*WRITTEN PROBLEM 1*:
Name every distinct username that heads a post in the thread about pensioners as guarantors.
*WRITTEN PROBLEM 2*:
Write the next part of the pensioners-as-guarantors thread, picking up after its final line.

*SUPPLIED TEXT*:
= = = =

# pensioners as guarantors



## merzie (21 Jun 2007)

my parents who are pentioners, but own their own house were talked into going guarator my very unreliable teenage sister, it was done quickly over the phone by the garage before any of us got to hear about it, my dad is 77 , can this be allowed i thought one had to be employed to go guarantor


----------



## DrMoriarty (21 Jun 2007)

I don't know about guarantors having to be employed, but if it's a contract for any sort of financial product, I believe there's a mandatory 10-day period for your sister to 'cool off'. Get the hose out!


----------



## Thrifty (21 Jun 2007)

I'm afraid you'll find there's a box tro tick on the contract to sign away this 10 day cooling off period and most people tick this automatically or are told to just tick there by the garage.


----------



## Stephenkelly (21 Jun 2007)

They need income over €50k - Would imagine he is to old


----------



## Stephenkelly (21 Jun 2007)

SOrry I misread the post everyone!! Disregrd my comment!


----------



## Thrifty1 (21 Jun 2007)

Usually a guarantor has to be a home owner in full time employment. Also the cooling off waiver has to SIGNED seperately not ticked and it must be in a seperate section.

If your Dad acted as guarantor we would have needed to have signed the agreement and received a copy of it, did this happen?

If he has not signed the agrement he will not be bound.


----------



## merzie (21 Jun 2007)

Thrifty1 said:


> Usually a guarantor has to be a home owner in full time employment. Also the cooling off waiver has to SIGNED seperately not ticked and it must be in a seperate section.
> 
> If your Dad acted as guarantor we would have needed to have signed the agreement and received a copy of it, did this happen?
> 
> If he has not signed the agrement he will not be bound.


 
I rang a finance company there seems to be no rules on who can be a guaranor, he took this on and didn't realise what he was getting into, he is quite dominated by this sister ,i think there should be a law against pensioners going guarantor on their only income (a Pension book) after all he's too old to get finance himself


----------



## shootingstar (21 Jun 2007)

merzie said:


> I rang a finance company there seems to be no rules on who can be a guaranor, he took this on and didn't realise what he was getting into, he is quite dominated by this sister ,i think there should be a law against pensioners going guarantor on their only income (a Pension book) after all he's too old to get finance himself



Hi Merzie
i didnt think guarantor`s could authorise things like this via telephone??? 
Signed doc`s required i should think.


----------



## merzie (22 Jun 2007)

shootingstar said:


> Hi Merzie
> i didnt think guarantor`s could authorise things like this via telephone???
> Signed doc`s required i should think.


 
your right i will look into that,


----------



## Thrifty1 (22 Jun 2007)

= = = =

[Raw records]
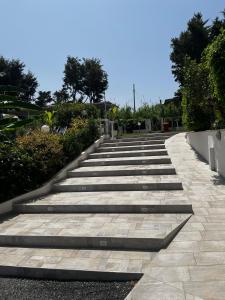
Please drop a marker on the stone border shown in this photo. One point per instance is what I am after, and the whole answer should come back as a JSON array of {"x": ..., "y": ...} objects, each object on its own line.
[{"x": 7, "y": 206}]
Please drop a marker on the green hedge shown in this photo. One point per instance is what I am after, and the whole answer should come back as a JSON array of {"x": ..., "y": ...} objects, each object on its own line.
[{"x": 31, "y": 160}]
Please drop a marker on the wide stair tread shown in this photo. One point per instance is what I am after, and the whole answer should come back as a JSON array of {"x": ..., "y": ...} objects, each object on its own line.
[
  {"x": 163, "y": 159},
  {"x": 119, "y": 143},
  {"x": 108, "y": 183},
  {"x": 77, "y": 264},
  {"x": 99, "y": 231},
  {"x": 110, "y": 202},
  {"x": 153, "y": 152},
  {"x": 130, "y": 148},
  {"x": 123, "y": 170}
]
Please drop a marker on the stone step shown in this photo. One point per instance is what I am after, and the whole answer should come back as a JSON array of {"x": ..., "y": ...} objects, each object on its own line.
[
  {"x": 110, "y": 202},
  {"x": 133, "y": 143},
  {"x": 72, "y": 264},
  {"x": 141, "y": 138},
  {"x": 117, "y": 183},
  {"x": 122, "y": 170},
  {"x": 129, "y": 154},
  {"x": 145, "y": 160},
  {"x": 131, "y": 148},
  {"x": 92, "y": 231}
]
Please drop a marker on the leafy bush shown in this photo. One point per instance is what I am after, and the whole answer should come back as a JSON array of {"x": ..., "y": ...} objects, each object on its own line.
[
  {"x": 68, "y": 111},
  {"x": 78, "y": 138},
  {"x": 33, "y": 159},
  {"x": 17, "y": 171},
  {"x": 197, "y": 110},
  {"x": 215, "y": 61},
  {"x": 45, "y": 150}
]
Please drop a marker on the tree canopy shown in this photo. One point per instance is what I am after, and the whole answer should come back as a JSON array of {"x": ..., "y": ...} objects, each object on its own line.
[
  {"x": 85, "y": 79},
  {"x": 12, "y": 74}
]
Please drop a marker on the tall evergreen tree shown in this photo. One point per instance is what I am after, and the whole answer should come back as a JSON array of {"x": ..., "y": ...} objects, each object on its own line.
[{"x": 190, "y": 43}]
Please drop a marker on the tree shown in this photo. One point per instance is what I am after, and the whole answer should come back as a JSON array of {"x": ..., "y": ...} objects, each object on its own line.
[
  {"x": 215, "y": 60},
  {"x": 197, "y": 108},
  {"x": 60, "y": 96},
  {"x": 95, "y": 80},
  {"x": 217, "y": 26},
  {"x": 73, "y": 77},
  {"x": 43, "y": 99},
  {"x": 190, "y": 43},
  {"x": 12, "y": 74},
  {"x": 84, "y": 79}
]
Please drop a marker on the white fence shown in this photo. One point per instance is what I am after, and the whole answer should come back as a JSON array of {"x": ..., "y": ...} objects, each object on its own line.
[{"x": 210, "y": 145}]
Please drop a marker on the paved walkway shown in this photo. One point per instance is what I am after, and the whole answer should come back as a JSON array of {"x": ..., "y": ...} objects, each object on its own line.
[{"x": 192, "y": 267}]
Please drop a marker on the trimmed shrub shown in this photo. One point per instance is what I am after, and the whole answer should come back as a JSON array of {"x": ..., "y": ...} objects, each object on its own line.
[
  {"x": 17, "y": 171},
  {"x": 79, "y": 137},
  {"x": 45, "y": 150},
  {"x": 68, "y": 111}
]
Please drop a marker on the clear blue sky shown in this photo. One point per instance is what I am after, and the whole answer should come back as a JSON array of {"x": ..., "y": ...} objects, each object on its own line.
[{"x": 131, "y": 37}]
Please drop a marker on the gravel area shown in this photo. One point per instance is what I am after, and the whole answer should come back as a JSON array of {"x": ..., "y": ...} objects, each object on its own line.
[{"x": 26, "y": 289}]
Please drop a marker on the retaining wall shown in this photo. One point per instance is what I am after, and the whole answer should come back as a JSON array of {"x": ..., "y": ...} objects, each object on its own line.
[{"x": 210, "y": 144}]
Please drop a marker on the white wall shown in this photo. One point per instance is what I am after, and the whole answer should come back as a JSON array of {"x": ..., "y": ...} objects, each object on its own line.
[{"x": 204, "y": 140}]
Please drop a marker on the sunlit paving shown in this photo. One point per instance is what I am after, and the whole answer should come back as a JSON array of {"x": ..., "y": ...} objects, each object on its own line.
[{"x": 112, "y": 150}]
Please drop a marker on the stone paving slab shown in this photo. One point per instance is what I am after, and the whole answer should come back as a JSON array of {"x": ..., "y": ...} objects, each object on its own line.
[
  {"x": 152, "y": 152},
  {"x": 130, "y": 148},
  {"x": 116, "y": 197},
  {"x": 123, "y": 167},
  {"x": 120, "y": 180},
  {"x": 118, "y": 183},
  {"x": 132, "y": 143},
  {"x": 75, "y": 259},
  {"x": 193, "y": 265},
  {"x": 93, "y": 225}
]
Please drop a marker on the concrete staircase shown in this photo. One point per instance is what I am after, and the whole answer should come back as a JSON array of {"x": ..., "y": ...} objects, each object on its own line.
[{"x": 122, "y": 201}]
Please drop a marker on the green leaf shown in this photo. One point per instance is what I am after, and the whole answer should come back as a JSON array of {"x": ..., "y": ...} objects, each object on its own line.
[
  {"x": 14, "y": 104},
  {"x": 15, "y": 125}
]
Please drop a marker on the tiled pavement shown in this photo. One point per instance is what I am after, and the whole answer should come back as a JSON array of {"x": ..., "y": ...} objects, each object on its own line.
[{"x": 192, "y": 267}]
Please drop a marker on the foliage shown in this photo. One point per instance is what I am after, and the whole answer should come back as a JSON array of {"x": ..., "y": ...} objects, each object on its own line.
[
  {"x": 10, "y": 104},
  {"x": 84, "y": 78},
  {"x": 95, "y": 80},
  {"x": 73, "y": 76},
  {"x": 44, "y": 98},
  {"x": 67, "y": 111},
  {"x": 197, "y": 109},
  {"x": 17, "y": 171},
  {"x": 60, "y": 96},
  {"x": 49, "y": 117},
  {"x": 215, "y": 60},
  {"x": 190, "y": 43},
  {"x": 45, "y": 150},
  {"x": 79, "y": 137},
  {"x": 12, "y": 74}
]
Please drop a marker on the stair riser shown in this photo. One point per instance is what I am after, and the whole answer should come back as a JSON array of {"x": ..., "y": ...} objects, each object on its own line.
[
  {"x": 65, "y": 274},
  {"x": 119, "y": 187},
  {"x": 66, "y": 242},
  {"x": 130, "y": 154},
  {"x": 159, "y": 161},
  {"x": 122, "y": 173},
  {"x": 157, "y": 209},
  {"x": 113, "y": 149},
  {"x": 137, "y": 139},
  {"x": 118, "y": 144}
]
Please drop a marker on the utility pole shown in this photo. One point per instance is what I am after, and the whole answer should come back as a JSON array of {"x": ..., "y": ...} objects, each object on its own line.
[{"x": 134, "y": 97}]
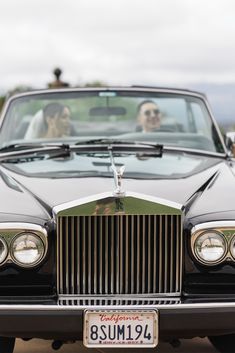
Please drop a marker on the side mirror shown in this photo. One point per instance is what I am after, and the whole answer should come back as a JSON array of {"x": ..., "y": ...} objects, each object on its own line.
[{"x": 230, "y": 142}]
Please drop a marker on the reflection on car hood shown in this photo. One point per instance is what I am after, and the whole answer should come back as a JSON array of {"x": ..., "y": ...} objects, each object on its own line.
[{"x": 177, "y": 184}]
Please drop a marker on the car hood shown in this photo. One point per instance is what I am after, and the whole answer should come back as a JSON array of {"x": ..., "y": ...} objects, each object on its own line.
[{"x": 200, "y": 190}]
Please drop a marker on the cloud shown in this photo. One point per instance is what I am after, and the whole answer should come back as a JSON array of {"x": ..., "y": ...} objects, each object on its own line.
[{"x": 124, "y": 42}]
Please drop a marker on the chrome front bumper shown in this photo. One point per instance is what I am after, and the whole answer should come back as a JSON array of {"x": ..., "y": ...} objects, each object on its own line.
[{"x": 65, "y": 322}]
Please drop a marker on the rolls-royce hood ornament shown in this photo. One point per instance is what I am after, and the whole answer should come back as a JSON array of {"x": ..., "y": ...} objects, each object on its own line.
[{"x": 117, "y": 173}]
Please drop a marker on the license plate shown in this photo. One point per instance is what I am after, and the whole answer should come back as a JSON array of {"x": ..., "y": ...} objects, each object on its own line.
[{"x": 120, "y": 328}]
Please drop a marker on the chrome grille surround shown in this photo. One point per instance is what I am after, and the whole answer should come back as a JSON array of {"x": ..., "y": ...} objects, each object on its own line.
[{"x": 109, "y": 250}]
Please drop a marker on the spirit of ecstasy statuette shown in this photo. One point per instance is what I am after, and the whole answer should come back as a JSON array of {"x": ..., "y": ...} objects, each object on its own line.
[{"x": 118, "y": 173}]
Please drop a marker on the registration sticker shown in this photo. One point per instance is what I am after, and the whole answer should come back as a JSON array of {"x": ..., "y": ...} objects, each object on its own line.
[{"x": 120, "y": 328}]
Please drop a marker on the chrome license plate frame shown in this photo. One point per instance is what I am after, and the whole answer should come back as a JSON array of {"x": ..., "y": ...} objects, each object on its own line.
[{"x": 120, "y": 328}]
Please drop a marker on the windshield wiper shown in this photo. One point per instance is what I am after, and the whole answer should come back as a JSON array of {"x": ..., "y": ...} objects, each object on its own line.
[
  {"x": 28, "y": 146},
  {"x": 28, "y": 151},
  {"x": 113, "y": 142}
]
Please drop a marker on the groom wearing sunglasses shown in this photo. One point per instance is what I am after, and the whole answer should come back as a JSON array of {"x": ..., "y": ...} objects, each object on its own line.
[{"x": 149, "y": 116}]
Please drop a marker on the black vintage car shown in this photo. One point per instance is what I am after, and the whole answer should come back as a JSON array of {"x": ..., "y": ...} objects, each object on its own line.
[{"x": 117, "y": 219}]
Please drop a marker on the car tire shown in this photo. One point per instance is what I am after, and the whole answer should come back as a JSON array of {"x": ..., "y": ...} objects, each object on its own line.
[
  {"x": 223, "y": 344},
  {"x": 7, "y": 344}
]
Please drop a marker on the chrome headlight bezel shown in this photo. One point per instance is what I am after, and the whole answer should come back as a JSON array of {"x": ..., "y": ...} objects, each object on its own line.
[
  {"x": 207, "y": 234},
  {"x": 10, "y": 231},
  {"x": 33, "y": 237},
  {"x": 6, "y": 248},
  {"x": 225, "y": 229}
]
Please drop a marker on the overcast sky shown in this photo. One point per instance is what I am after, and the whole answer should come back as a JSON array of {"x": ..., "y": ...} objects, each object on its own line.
[{"x": 155, "y": 42}]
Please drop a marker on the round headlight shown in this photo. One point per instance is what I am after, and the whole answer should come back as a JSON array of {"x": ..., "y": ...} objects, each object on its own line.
[
  {"x": 210, "y": 247},
  {"x": 27, "y": 249},
  {"x": 3, "y": 250},
  {"x": 232, "y": 247}
]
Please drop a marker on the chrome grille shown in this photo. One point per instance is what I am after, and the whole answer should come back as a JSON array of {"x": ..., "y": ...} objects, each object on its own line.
[{"x": 119, "y": 254}]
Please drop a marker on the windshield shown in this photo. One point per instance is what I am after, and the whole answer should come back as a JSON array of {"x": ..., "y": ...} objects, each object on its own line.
[{"x": 171, "y": 119}]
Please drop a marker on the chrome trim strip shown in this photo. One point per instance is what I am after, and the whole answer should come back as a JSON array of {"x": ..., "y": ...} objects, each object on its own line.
[
  {"x": 211, "y": 225},
  {"x": 22, "y": 227},
  {"x": 97, "y": 197},
  {"x": 57, "y": 307}
]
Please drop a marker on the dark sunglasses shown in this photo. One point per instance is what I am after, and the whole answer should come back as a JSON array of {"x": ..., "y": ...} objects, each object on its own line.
[{"x": 148, "y": 112}]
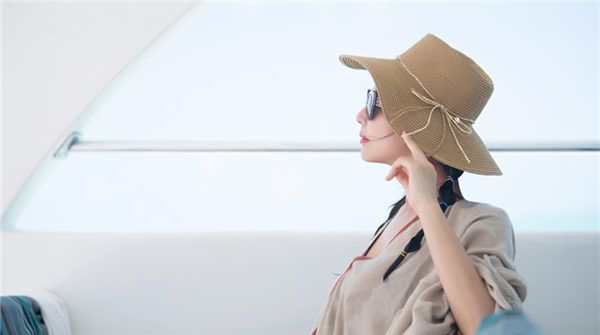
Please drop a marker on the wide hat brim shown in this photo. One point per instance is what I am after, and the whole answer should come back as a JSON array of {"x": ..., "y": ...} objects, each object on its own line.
[{"x": 394, "y": 88}]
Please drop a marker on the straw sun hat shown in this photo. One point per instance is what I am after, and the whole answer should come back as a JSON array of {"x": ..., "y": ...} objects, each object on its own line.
[{"x": 436, "y": 93}]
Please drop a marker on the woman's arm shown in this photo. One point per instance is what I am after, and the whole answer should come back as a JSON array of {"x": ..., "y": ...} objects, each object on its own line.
[{"x": 467, "y": 295}]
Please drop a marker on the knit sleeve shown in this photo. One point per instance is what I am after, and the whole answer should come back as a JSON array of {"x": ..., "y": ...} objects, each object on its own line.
[{"x": 489, "y": 242}]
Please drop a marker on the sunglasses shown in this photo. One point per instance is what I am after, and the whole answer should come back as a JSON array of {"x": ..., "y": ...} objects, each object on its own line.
[{"x": 372, "y": 103}]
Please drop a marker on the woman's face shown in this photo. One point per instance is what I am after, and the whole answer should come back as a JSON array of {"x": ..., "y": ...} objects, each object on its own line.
[
  {"x": 380, "y": 148},
  {"x": 386, "y": 149}
]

= = = =

*EXERCISE ANSWER 1*:
merzie, DrMoriarty, Thrifty, Stephenkelly, Thrifty1, shootingstar

*EXERCISE ANSWER 2*:
There are very definate rules regarding acting as a guarantor, this CANNOT be organised over the phone, your Dad must have signed the finance agreement.
I work in finance and have just completed a Consumer Credit course with the Bankers Institute so believe me this is correct.
These rules are there to protect people like your Dad from being tricked in things like this.
If it came down to it and your sister defaulted leaving your Dad liable he MAY be able to argue undue influence.
In saying that your best bet is to check has he signed the agreement, if he hasnt then common sense dictates they have no proof or paprerwork to rely on.

Did you ring the garage or the bank? I wouldnt rely on what the garage said you will need to speak with the bank who provided the loan.
Even pm me the details and i can probably put you in touch with someone who can help.


----------



## merzie (22 Jun 2007)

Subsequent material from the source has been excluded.